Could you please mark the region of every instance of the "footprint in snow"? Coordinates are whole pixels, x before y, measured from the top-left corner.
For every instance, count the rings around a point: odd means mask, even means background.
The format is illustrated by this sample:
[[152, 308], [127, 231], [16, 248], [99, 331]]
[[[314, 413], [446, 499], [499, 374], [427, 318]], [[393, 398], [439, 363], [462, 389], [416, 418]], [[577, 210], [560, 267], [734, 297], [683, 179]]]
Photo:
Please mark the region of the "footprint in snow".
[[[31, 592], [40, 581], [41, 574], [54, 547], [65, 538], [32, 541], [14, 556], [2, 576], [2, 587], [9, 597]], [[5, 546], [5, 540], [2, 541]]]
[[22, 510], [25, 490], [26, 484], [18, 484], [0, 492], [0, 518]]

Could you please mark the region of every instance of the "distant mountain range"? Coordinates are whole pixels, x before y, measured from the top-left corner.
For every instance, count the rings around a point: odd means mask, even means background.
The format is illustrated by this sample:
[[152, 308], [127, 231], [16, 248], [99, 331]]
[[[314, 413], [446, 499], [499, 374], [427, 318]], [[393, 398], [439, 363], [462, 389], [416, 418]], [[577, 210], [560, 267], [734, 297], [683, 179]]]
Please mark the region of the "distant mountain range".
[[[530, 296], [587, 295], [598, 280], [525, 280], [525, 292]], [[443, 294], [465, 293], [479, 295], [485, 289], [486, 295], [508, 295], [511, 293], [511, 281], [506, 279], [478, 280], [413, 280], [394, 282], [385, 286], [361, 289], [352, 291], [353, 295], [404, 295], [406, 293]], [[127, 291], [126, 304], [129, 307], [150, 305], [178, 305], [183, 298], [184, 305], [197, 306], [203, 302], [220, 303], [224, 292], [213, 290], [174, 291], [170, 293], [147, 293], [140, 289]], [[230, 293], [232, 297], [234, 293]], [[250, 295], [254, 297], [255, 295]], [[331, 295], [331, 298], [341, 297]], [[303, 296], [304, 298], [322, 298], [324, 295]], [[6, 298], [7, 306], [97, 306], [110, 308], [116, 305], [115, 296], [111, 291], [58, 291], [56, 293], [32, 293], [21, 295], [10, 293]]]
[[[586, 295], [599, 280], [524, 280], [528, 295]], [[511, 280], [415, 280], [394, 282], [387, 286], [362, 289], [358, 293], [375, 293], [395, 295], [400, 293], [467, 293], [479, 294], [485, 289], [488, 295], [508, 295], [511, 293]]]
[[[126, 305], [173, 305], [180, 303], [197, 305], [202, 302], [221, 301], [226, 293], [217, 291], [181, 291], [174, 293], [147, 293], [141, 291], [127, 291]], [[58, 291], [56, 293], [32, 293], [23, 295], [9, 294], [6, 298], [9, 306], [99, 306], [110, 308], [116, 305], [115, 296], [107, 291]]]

━━━━━━━━━━━━━━━━━━━━

What you have to do
Edit the rows above by replacing every occurrence of "top-left corner" with "upper-left corner", and give them again with everything else unchanged.

Solution below
Could you please mark the region of every instance of the "footprint in snow"? Coordinates are whole pixels, x before y, measured from the upper-left corner.
For every instance, count the rings around a point: odd means mask, even means background.
The format is illustrated by this sample:
[[152, 308], [127, 231], [16, 248], [99, 331]]
[[[314, 413], [446, 499], [499, 374], [427, 318]], [[393, 398], [439, 363], [462, 389], [416, 418]], [[577, 210], [560, 267], [734, 297], [683, 179]]]
Photo:
Please mark the region of the "footprint in snow".
[[[31, 592], [40, 581], [41, 574], [54, 547], [65, 538], [32, 541], [14, 556], [2, 576], [2, 587], [9, 597]], [[5, 546], [5, 540], [2, 541]]]
[[22, 510], [25, 490], [26, 484], [18, 484], [0, 492], [0, 518]]

Could you please mark the region of every instance of the "distant mountain range"? Coordinates are whole pixels, x before y, measured from the upper-left corner.
For every instance, count the rings around a point: odd means mask, even means background.
The format is illustrated by this sample:
[[152, 308], [127, 231], [16, 248], [99, 331]]
[[[314, 413], [446, 499], [499, 374], [427, 318]], [[393, 398], [439, 363], [462, 389], [416, 418]], [[577, 210], [560, 267], [734, 297], [683, 179]]]
Please mark the region of the "distant mountain range".
[[[530, 296], [587, 295], [598, 280], [525, 280], [525, 292]], [[443, 294], [465, 293], [479, 295], [485, 289], [486, 295], [508, 295], [511, 293], [511, 281], [506, 279], [478, 280], [413, 280], [394, 282], [385, 286], [361, 289], [352, 291], [353, 295], [404, 295], [406, 293]], [[127, 291], [126, 304], [129, 307], [150, 305], [178, 305], [183, 298], [184, 305], [197, 306], [203, 302], [220, 303], [224, 292], [213, 290], [174, 291], [170, 293], [147, 293], [140, 289]], [[230, 293], [232, 297], [234, 293]], [[250, 295], [254, 297], [255, 295]], [[331, 295], [331, 298], [341, 297]], [[303, 296], [304, 298], [322, 298], [324, 295]], [[6, 298], [7, 306], [97, 306], [110, 308], [116, 305], [115, 296], [111, 291], [58, 291], [56, 293], [32, 293], [21, 295], [10, 293]]]
[[[586, 295], [599, 280], [524, 280], [528, 295]], [[511, 280], [415, 280], [394, 282], [387, 286], [362, 289], [358, 293], [375, 293], [395, 295], [400, 293], [467, 293], [479, 294], [485, 289], [488, 295], [508, 295], [511, 293]]]
[[[126, 305], [173, 305], [180, 303], [197, 305], [202, 302], [221, 301], [226, 293], [217, 291], [181, 291], [174, 293], [147, 293], [141, 291], [127, 291]], [[58, 291], [56, 293], [32, 293], [23, 295], [9, 294], [6, 298], [9, 306], [99, 306], [110, 308], [116, 305], [115, 296], [107, 291]]]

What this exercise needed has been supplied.